§ Directions
This exercise calls for an exact copy of the listing, with no pictures kept.
===============
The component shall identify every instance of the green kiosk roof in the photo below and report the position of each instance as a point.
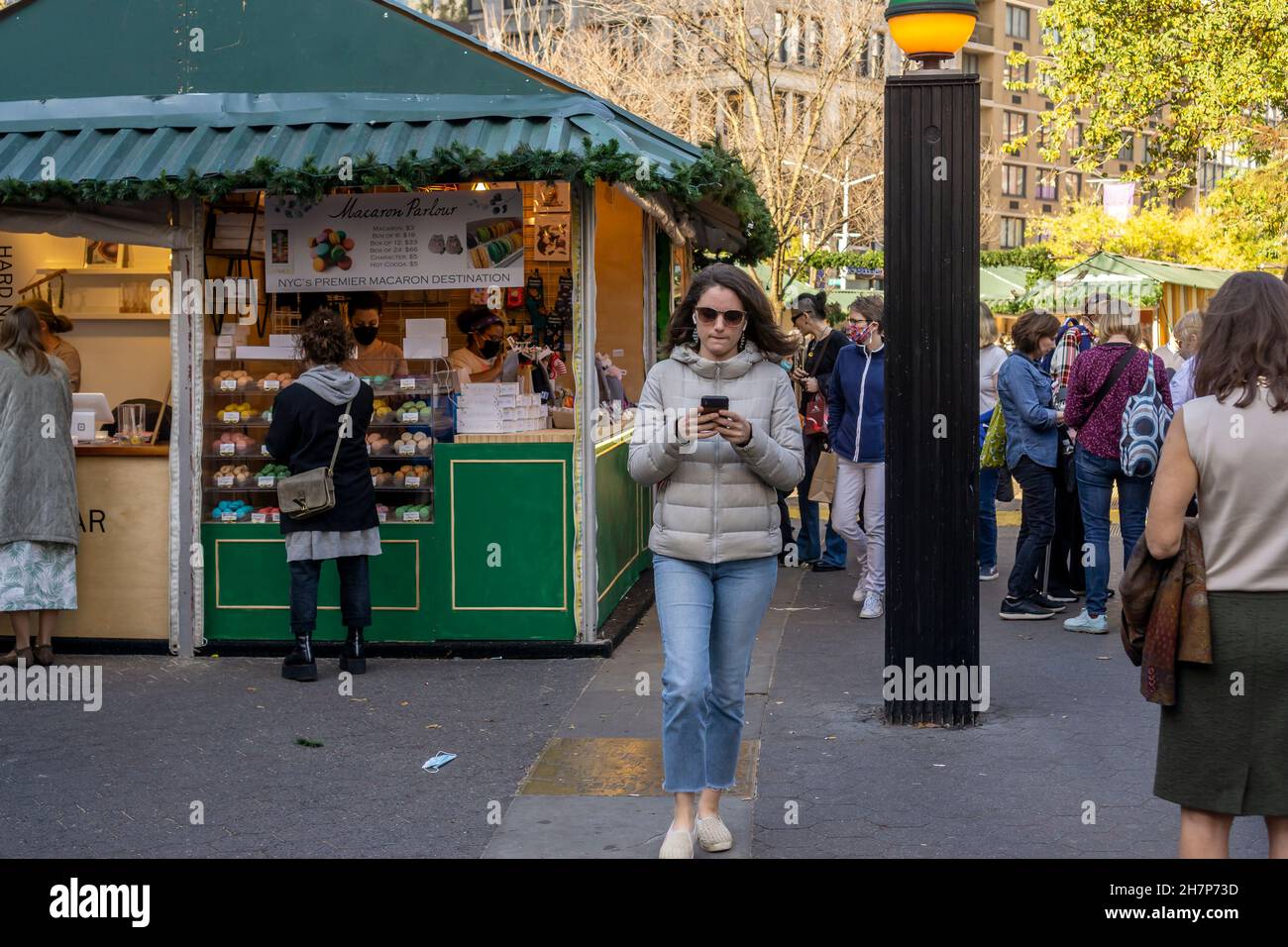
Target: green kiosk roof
(200, 97)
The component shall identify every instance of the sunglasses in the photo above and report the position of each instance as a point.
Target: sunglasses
(708, 316)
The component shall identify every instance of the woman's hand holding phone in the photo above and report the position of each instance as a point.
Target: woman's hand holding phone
(734, 428)
(696, 425)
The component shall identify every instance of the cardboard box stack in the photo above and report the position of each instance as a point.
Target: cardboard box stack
(498, 408)
(425, 339)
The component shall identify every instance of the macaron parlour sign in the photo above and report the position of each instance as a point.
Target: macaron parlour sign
(394, 241)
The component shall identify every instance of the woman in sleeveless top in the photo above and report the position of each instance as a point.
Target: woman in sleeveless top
(1223, 748)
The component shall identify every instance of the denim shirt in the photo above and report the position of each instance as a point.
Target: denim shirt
(1024, 393)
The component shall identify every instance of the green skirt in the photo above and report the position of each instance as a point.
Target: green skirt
(1224, 745)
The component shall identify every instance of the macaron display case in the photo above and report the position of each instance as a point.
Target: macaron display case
(240, 476)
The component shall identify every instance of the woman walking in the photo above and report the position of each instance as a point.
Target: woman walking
(1024, 393)
(1102, 381)
(855, 412)
(39, 518)
(1222, 749)
(715, 534)
(325, 407)
(991, 357)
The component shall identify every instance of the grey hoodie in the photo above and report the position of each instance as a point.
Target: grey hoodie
(715, 501)
(331, 382)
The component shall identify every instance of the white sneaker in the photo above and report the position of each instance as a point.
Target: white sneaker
(872, 605)
(1087, 625)
(713, 835)
(678, 843)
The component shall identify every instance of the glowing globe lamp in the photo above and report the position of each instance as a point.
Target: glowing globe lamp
(931, 30)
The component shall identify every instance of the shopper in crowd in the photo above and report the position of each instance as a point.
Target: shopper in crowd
(1024, 394)
(1102, 381)
(991, 357)
(1222, 750)
(855, 412)
(52, 328)
(814, 376)
(373, 356)
(1060, 571)
(715, 534)
(481, 357)
(1186, 333)
(39, 517)
(321, 421)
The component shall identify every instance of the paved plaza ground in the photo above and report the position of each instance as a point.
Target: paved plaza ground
(563, 758)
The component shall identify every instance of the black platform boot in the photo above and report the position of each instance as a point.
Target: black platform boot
(353, 656)
(299, 665)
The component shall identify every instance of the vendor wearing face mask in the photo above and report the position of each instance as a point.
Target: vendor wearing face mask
(374, 356)
(480, 360)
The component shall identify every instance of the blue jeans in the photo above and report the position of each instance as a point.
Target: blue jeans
(1096, 476)
(806, 540)
(355, 592)
(987, 547)
(709, 615)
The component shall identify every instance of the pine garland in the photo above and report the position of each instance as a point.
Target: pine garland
(715, 175)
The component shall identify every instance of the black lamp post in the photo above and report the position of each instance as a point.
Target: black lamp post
(931, 269)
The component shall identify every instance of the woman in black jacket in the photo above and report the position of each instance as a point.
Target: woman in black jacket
(308, 416)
===============
§ Solved problem
The component shall identify every instance of the green kiosk roof in the photo below and report the position of each instance as a point.
Target: green kiosk roof
(200, 97)
The component shall identify every instance of the sunglasses in the photo above and report the position of each instance as a point.
Target: sunglasses
(708, 316)
The component shall identify every instance of the woman's hand holding phone in the photo above and report the position of each instance as a point.
Target: woman's hand holding phone
(734, 428)
(696, 425)
The component shall identify every instance of the cardboard box stack in the photo above and report the position of each instance as a point.
Target: cardboard box stack
(498, 408)
(425, 339)
The component shall identify every instance of the macaron parlour sign in the photo above and report the position of each instance as a point.
Target: macaron parlour sign
(394, 241)
The component shall identify every instance of the woman in sleeveless top in the photo above and report the position of each instance as a point.
Target: woman in sleeveless top
(1223, 748)
The component shall identify every instance of the denim shirt in the photo above and report the position of each instance as a point.
Target: denim shirt
(1024, 393)
The component shall identify every instance of the green skirt in the photo above and report the position of each instance as a point.
Target: green skirt
(1224, 745)
The component shall identify every instance of the macaron display case in the photo above and report the position of each instance as a point.
Target: macaron display case
(240, 476)
The component shall identify every instance of the woman walking in the photo above and report the position of each instance as a point.
Target: woman walking
(1024, 393)
(1102, 381)
(855, 412)
(39, 518)
(1222, 749)
(715, 534)
(325, 407)
(991, 357)
The component shall identify every instance of the grey hoodie in the photo above and report the position of each instance as a point.
Target: grey hoodie
(715, 501)
(331, 382)
The component shall identify every instance of the white sneaker in the photo above and report the position of each instance as a point.
Target: white sneaker
(872, 605)
(1087, 625)
(713, 835)
(678, 843)
The component shall identify every instance of the glowing globe lamp in the photo above and report the position of each instance as a point.
Target: glowing globe lamp
(931, 30)
The component shall identify every instance of the shopper in crowd in the photo above and report the position of each instance as a point.
Target: shopper in crowd
(1024, 394)
(1102, 381)
(991, 357)
(1222, 750)
(855, 412)
(52, 328)
(814, 376)
(373, 356)
(1060, 571)
(715, 534)
(481, 357)
(1186, 333)
(39, 517)
(321, 421)
The component shall identify every instance of the paved plaza ground in the photo above and report the position of each instance as a point.
Target: paved plaza ground
(563, 758)
The component shall identify every instance of the black platform boot in the photo above and report the position of each instance as a point.
Target: black platform boot
(353, 656)
(299, 665)
The component shall identify every instance of the vendor wearing face mask in the photo above and report the position of each instance as a point.
Target: vendor wearing face mask
(374, 356)
(480, 360)
The component shall identify every instance of the blue jeans in the photo above and report the position of each instance as a point.
Target: blue jeans
(1096, 476)
(806, 540)
(355, 592)
(987, 547)
(709, 615)
The component shall identify every instance of the pine garland in the photo above and report the position of each instance as a point.
Target: pine garland
(715, 175)
The component shall identify every instance of the black lamp post in the photo above and report the position of each instance as a point.
Target: black lamp post
(931, 269)
The component shall identify every instance of the woman in black jacket in the photo above and report the position of each instance as a point.
Target: woman in black jacket
(308, 416)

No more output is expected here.